* _TASK DESCRIPTION_: Find and copy each line of the data that includes "target".

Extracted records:
========
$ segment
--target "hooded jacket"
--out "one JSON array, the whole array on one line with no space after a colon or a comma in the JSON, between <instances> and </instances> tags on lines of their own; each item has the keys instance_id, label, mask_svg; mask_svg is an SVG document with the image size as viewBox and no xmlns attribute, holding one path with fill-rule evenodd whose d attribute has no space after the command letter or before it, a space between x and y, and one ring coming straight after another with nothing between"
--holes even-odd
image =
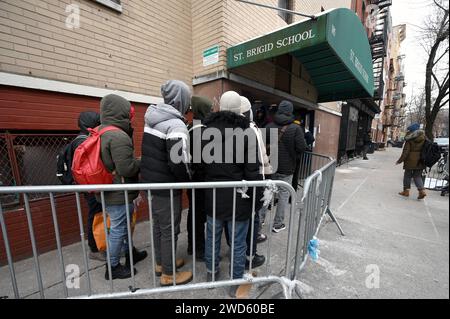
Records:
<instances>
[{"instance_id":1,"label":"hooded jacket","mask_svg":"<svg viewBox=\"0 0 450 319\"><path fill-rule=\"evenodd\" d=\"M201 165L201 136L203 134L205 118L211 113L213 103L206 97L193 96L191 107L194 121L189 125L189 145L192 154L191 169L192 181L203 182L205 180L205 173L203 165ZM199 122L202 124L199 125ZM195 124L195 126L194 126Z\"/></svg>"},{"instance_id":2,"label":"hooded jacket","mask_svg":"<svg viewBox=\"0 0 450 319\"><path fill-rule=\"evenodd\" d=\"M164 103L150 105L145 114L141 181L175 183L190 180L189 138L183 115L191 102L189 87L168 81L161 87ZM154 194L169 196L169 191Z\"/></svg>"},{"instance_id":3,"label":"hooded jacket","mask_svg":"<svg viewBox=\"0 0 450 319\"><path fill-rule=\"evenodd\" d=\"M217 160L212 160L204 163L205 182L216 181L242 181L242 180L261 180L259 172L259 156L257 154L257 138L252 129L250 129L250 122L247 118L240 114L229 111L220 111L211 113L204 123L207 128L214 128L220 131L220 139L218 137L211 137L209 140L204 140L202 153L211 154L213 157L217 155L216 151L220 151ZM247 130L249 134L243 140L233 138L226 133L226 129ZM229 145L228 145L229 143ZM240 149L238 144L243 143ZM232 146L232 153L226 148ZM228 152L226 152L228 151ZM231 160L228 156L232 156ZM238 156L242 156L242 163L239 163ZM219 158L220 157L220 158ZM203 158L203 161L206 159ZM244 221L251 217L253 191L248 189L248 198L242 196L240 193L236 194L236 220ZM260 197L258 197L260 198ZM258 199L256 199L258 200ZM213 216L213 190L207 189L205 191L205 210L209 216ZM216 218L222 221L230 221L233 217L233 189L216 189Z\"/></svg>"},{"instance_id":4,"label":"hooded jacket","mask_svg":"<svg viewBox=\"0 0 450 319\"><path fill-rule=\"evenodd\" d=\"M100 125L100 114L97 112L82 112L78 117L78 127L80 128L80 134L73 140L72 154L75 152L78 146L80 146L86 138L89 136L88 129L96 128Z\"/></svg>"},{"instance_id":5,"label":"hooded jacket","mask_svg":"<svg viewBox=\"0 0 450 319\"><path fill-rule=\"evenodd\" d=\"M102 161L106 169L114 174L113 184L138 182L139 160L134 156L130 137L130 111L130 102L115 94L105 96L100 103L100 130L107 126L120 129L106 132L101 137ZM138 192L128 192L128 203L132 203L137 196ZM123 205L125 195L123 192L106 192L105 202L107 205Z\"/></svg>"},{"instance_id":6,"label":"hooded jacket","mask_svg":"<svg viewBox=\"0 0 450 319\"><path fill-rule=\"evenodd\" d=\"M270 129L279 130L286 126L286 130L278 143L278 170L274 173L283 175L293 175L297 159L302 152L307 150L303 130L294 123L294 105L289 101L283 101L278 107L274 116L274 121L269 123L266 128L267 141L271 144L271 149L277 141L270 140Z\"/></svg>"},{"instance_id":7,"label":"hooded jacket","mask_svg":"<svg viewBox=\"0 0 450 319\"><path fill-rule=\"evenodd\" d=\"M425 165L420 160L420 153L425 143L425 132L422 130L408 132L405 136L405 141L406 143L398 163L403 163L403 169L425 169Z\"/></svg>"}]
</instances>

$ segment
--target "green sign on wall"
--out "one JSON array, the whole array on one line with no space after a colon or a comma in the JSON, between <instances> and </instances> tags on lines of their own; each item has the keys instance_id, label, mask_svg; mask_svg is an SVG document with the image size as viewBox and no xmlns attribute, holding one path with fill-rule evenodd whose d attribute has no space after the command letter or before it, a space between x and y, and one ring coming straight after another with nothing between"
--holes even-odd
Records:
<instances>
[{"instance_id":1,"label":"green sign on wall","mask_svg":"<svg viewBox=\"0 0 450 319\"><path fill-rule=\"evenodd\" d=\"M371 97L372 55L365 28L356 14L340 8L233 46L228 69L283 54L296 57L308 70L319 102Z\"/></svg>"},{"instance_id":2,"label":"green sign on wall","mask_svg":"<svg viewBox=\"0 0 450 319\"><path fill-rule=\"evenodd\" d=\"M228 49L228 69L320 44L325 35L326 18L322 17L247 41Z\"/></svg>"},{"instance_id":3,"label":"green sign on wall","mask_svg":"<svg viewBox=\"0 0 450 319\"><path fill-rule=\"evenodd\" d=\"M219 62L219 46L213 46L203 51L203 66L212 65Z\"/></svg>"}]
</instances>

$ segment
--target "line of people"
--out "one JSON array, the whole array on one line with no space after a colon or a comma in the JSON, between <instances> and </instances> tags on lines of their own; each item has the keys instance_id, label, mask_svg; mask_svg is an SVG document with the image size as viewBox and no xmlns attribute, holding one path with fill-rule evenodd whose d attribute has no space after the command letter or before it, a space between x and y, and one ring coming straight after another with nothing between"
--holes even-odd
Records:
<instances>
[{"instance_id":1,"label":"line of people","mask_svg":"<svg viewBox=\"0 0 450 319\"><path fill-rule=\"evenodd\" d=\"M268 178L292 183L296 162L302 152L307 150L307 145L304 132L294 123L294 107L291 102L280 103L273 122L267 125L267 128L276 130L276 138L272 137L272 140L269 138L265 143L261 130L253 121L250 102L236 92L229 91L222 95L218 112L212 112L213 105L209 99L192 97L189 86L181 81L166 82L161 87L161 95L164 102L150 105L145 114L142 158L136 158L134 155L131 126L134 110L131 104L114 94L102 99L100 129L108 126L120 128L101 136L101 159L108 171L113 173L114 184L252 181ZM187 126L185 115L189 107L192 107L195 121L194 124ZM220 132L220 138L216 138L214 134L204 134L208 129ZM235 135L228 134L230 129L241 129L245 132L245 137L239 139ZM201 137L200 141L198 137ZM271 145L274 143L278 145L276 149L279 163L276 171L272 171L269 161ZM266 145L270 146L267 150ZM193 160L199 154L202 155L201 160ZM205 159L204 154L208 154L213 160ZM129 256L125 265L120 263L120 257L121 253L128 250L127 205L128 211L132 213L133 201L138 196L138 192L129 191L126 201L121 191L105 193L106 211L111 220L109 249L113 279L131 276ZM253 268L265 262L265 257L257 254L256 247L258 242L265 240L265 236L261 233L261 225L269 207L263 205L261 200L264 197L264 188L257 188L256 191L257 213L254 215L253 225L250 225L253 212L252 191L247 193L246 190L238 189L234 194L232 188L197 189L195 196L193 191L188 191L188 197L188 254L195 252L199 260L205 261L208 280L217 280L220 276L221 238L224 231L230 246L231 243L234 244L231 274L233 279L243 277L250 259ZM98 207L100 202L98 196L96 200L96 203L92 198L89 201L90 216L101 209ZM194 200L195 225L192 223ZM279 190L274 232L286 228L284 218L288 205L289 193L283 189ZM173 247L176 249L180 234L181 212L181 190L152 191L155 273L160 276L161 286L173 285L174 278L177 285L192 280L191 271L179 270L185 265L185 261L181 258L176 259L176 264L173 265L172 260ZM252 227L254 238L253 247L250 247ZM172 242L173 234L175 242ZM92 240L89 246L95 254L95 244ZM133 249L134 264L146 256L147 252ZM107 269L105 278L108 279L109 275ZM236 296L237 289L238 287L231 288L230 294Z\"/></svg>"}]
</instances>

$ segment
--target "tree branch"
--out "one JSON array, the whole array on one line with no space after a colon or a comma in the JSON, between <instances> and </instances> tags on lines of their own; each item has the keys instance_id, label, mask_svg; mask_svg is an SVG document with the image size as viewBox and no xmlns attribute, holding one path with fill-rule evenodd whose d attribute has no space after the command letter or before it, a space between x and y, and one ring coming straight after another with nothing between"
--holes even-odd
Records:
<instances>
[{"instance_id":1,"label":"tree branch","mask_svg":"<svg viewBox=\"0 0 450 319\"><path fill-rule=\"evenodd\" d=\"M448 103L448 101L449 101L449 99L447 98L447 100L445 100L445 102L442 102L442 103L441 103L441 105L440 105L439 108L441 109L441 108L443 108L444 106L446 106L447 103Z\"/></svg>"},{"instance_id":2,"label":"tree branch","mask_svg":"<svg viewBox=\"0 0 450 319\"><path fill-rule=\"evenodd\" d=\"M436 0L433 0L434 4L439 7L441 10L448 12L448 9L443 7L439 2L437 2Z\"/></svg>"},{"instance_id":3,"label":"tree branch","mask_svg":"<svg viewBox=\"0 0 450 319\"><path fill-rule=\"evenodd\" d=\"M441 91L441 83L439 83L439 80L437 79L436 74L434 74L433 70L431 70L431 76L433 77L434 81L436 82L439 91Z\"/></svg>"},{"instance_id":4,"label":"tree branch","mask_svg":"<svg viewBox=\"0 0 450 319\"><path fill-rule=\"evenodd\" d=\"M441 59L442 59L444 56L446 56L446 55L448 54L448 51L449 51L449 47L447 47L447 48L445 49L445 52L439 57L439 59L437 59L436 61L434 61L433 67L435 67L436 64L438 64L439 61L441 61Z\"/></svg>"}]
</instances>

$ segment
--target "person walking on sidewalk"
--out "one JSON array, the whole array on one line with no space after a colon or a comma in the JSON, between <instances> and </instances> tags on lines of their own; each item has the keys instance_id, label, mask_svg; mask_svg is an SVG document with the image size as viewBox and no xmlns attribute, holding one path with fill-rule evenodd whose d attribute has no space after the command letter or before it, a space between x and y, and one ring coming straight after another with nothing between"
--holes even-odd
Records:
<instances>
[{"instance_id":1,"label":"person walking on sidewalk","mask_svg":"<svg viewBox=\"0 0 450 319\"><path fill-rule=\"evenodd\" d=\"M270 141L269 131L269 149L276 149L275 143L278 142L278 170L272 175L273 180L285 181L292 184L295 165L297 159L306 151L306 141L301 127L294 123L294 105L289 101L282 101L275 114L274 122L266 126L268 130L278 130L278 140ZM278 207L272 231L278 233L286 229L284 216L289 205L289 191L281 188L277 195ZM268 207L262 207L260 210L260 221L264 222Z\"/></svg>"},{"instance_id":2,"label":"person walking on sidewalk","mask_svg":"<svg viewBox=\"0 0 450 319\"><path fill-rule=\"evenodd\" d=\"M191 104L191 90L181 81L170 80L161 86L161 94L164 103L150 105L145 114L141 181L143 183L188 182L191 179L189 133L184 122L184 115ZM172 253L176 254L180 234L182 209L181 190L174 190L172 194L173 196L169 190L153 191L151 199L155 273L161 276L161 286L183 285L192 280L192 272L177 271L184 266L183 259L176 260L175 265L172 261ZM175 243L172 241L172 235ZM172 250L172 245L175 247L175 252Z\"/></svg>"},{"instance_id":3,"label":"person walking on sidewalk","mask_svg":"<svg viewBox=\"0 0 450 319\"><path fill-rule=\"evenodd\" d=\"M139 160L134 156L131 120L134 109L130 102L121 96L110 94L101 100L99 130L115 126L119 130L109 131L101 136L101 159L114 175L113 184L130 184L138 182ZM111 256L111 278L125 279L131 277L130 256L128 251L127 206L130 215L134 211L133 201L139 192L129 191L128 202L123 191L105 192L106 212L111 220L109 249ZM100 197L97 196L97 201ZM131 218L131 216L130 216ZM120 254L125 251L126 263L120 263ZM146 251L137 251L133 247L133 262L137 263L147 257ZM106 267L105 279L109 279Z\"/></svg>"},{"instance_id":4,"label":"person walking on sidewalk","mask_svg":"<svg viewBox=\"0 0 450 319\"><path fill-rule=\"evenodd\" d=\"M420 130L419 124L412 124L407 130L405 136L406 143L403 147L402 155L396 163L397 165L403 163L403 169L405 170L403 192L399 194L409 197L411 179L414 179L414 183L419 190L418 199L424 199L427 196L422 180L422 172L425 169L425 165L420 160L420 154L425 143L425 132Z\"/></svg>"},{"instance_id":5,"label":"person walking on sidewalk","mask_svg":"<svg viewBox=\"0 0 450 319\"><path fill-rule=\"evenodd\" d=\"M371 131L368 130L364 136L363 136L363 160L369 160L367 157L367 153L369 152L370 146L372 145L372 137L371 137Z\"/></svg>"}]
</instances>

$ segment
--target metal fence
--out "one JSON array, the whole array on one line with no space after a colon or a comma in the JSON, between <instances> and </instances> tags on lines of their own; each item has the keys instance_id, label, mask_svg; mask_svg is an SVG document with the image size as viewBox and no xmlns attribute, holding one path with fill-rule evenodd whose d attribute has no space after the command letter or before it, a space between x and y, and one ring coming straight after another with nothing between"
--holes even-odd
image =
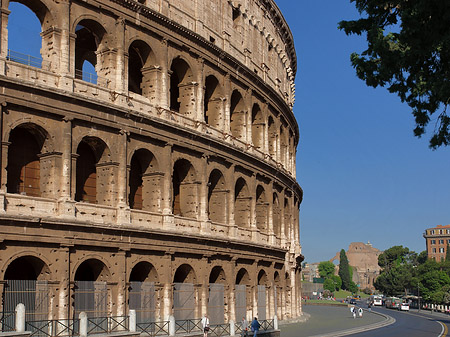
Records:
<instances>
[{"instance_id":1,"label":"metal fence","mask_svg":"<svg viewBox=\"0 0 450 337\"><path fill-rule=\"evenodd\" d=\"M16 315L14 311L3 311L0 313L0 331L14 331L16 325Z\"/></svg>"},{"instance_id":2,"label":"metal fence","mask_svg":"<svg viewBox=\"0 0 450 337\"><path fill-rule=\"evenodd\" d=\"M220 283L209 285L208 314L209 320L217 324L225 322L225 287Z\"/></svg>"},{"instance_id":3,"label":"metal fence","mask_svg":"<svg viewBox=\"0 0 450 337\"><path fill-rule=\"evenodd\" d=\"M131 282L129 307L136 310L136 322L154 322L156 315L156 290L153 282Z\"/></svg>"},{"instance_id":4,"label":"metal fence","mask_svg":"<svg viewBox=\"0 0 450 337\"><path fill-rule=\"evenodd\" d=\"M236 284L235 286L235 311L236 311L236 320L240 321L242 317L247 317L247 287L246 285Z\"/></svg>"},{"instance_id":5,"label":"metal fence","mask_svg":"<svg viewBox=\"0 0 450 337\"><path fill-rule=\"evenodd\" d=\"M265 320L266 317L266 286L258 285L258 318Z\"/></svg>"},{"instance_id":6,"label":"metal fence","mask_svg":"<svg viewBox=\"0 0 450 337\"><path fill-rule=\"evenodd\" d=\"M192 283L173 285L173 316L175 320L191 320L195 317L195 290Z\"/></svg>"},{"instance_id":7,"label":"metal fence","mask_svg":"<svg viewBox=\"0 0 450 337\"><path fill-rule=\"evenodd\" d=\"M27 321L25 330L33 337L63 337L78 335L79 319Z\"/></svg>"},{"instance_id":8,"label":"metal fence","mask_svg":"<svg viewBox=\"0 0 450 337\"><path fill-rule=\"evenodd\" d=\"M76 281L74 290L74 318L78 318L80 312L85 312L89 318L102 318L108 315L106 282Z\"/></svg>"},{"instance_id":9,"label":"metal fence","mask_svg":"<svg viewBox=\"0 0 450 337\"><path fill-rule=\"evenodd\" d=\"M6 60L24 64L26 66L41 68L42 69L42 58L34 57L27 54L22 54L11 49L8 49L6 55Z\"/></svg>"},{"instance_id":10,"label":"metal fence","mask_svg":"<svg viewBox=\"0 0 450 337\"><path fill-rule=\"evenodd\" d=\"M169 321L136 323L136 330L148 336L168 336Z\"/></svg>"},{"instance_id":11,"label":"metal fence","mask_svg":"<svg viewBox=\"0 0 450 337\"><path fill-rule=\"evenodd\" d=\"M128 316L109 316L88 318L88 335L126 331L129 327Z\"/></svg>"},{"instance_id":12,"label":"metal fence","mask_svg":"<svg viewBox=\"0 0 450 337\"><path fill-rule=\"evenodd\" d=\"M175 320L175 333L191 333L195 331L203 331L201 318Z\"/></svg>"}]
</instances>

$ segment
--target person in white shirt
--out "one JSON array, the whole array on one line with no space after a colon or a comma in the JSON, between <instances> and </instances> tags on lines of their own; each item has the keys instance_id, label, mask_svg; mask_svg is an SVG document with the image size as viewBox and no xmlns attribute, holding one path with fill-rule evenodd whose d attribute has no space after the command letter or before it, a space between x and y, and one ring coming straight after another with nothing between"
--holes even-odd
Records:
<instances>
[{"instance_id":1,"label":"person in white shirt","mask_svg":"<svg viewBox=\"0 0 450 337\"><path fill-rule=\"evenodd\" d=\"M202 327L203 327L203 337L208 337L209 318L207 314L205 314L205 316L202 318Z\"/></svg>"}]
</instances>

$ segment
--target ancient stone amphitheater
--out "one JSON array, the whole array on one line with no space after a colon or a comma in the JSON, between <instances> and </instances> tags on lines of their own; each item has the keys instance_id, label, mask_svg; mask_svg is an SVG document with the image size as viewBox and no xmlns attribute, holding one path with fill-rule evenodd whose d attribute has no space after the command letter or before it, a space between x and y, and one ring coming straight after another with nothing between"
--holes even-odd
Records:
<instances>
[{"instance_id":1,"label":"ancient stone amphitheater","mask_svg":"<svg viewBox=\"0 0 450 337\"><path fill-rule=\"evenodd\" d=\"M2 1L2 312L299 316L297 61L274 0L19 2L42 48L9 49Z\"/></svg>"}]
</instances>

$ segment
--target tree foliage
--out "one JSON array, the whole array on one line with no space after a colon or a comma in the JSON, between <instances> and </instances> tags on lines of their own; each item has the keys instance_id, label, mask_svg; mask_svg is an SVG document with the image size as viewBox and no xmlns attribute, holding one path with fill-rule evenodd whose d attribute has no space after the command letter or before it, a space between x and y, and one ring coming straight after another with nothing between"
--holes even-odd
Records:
========
* _OUTPUT BELOW_:
--target "hooded jacket"
--target "green sign on wall"
--target "line of people"
--target "tree branch"
--target "person walking on sidewalk"
--target metal fence
--target person in white shirt
--target ancient stone amphitheater
--target tree foliage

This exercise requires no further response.